ZU ERLEDIGENDE AUFGABEN:
(1) Prüfe anhand des Textes über die Erwählung, ob die Aussagen (a), (b) und (c) mit ihm übereinstimmen, und beantworte jede mit Ja oder Nein samt den entscheidenden Worten des Textes als wörtlichem Zitat.
(a) Die Bibel lehrt, dass Gott Menschen zum Verlorensein erwählt.
(b) Wer das Evangelium hört und glaubt, ist erwählt.
(c) Es gibt Menschen, die es verdient haben, gerettet zu werden.
(2) Wodurch bereiten sich die Menschen laut dem Text über die Erwählung selbst zur Verdammnis?

VORLIEGENDER TEXT:

------------------------------------------------------------------------

Die Lehre von der Erwählung schafft für den menschlichen Geist einige
Probleme, deshalb müssen wir hier etwas ausführlicher darauf eingehen, was die
Bibel zu diesem Thema lehrt und was nicht.
Zunächst einmal lehrt sie, daß
Gott Menschen zur Erlösung erwählt (2.
Thess 2,13). Sie spricht die Gläubigen an als solche, »die auserwählt sind
nach Vorkenntnis Gottes« (1.
Petr 1,1.2). Sie lehrt, daß Menschen durch ihre Reaktion auf das
Evangelium wissen können, ob sie erwählt sind: Diejenigen die hören und
glauben, sind erwählt (1.
Thess 1,4-7).
Andererseits lehrt die Bibel nirgendwo, daß Gott Menschen zum Verlorensein
erwählt. Die Tatsache, daß er einige erwählt, gerettet zu werden, sagt nicht
aus, daß er den Rest willkürlich verurteilt. Er wird niemals Menschen
verurteilen, die es verdient haben, gerettet zu werden (es gibt solche
Menschen nicht), sondern er rettet einige, die eigentlich verurteilt werden
müßten. Wenn Paulus die Erwählten beschreibt, so nennt er sie »Gefäße der
Begnadigung , die er zur Herrlichkeit vorher bereitet hat« (Röm
9,23); doch wenn er von den Verlorenen spricht, so sagt er einfach:
»Gefäße des Zorns , die zum Verderben zubereitet sind« (Röm
9,22). Gott bereitet Gefäße der Begnadigung zur Herrlichkeit, aber er
bereitet keine Menschen zur Verdammnis: Das tun sie selbst durch ihren eigenen
Unglauben.

------------------------------------------------------------------------

Datensätze zur Formbeschriftung von Bildern:
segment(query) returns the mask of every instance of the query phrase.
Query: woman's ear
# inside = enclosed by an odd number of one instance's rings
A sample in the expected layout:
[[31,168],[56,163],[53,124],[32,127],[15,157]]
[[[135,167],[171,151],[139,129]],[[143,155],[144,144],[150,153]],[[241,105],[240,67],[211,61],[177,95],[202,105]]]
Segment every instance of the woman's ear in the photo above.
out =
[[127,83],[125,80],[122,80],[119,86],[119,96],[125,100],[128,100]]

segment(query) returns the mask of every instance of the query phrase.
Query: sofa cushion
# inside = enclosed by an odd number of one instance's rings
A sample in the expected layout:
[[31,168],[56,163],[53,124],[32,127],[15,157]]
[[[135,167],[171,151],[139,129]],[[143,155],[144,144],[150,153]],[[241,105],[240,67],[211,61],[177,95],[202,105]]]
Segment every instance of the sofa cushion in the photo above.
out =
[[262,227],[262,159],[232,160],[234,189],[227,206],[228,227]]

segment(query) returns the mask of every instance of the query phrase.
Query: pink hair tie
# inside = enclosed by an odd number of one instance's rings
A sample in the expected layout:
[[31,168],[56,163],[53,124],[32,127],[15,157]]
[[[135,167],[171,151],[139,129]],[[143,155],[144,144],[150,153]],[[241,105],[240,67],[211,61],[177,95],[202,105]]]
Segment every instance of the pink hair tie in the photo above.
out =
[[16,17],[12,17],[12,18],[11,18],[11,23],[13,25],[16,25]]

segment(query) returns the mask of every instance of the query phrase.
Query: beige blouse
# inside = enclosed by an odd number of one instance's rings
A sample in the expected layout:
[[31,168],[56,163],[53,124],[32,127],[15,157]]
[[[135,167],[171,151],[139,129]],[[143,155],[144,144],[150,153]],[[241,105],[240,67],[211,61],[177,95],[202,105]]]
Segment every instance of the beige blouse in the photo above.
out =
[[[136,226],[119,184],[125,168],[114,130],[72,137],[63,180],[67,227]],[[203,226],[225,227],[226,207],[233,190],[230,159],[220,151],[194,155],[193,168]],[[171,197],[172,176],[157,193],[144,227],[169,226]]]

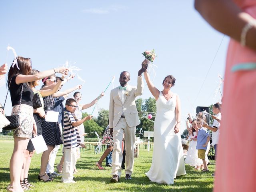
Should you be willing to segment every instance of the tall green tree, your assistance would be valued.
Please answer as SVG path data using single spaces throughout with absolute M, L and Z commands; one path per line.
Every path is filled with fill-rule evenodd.
M 88 114 L 87 113 L 83 113 L 82 118 L 87 116 Z M 100 137 L 102 134 L 104 129 L 99 126 L 96 122 L 95 119 L 92 119 L 91 120 L 86 121 L 84 122 L 84 130 L 86 133 L 96 132 Z M 95 133 L 88 134 L 87 136 L 88 138 L 92 138 L 97 137 Z
M 143 127 L 144 131 L 153 131 L 154 114 L 156 112 L 155 99 L 151 97 L 144 100 L 142 98 L 139 98 L 136 100 L 136 102 L 140 120 L 140 124 L 137 126 L 136 128 Z M 153 117 L 151 119 L 148 118 L 148 115 L 150 113 L 153 114 Z

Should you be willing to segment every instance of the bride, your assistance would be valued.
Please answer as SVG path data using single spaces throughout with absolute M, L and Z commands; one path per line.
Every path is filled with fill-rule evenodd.
M 147 66 L 146 63 L 144 60 L 142 66 Z M 170 90 L 176 79 L 172 75 L 166 77 L 162 83 L 164 89 L 160 91 L 150 81 L 147 72 L 144 73 L 148 87 L 156 101 L 152 164 L 146 174 L 151 182 L 173 184 L 176 176 L 186 174 L 179 132 L 180 103 L 178 95 Z

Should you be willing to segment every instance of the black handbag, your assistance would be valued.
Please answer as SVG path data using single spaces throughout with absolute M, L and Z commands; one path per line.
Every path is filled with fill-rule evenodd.
M 6 94 L 6 97 L 5 98 L 5 101 L 4 102 L 4 106 L 5 106 L 5 103 L 6 102 L 6 99 L 7 98 L 7 96 L 8 95 L 8 92 L 10 89 L 10 86 L 11 84 L 11 81 L 12 81 L 12 79 L 11 78 L 10 81 L 10 83 L 9 84 L 9 87 L 8 87 L 8 90 L 7 90 L 7 94 Z M 6 116 L 6 118 L 11 123 L 9 125 L 6 126 L 4 127 L 3 127 L 3 129 L 4 130 L 11 130 L 12 129 L 15 129 L 18 128 L 20 126 L 20 105 L 21 104 L 21 98 L 22 97 L 22 93 L 23 92 L 23 84 L 22 83 L 22 86 L 21 87 L 21 93 L 20 94 L 20 108 L 19 109 L 19 112 L 16 115 L 10 115 L 10 116 Z
M 39 94 L 38 93 L 34 94 L 32 102 L 33 102 L 33 108 L 34 109 L 37 109 L 42 106 L 40 100 Z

------------------------------------------------------------------------

ERWARTETE ANTWORTEN:
(1)
(a) Nein: „Andererseits lehrt die Bibel nirgendwo, daß Gott Menschen zum Verlorensein erwählt.“
(b) Ja: „Diejenigen die hören und glauben, sind erwählt“
(c) Nein: „(es gibt solche Menschen nicht)“

(2) Durch ihren eigenen Unglauben.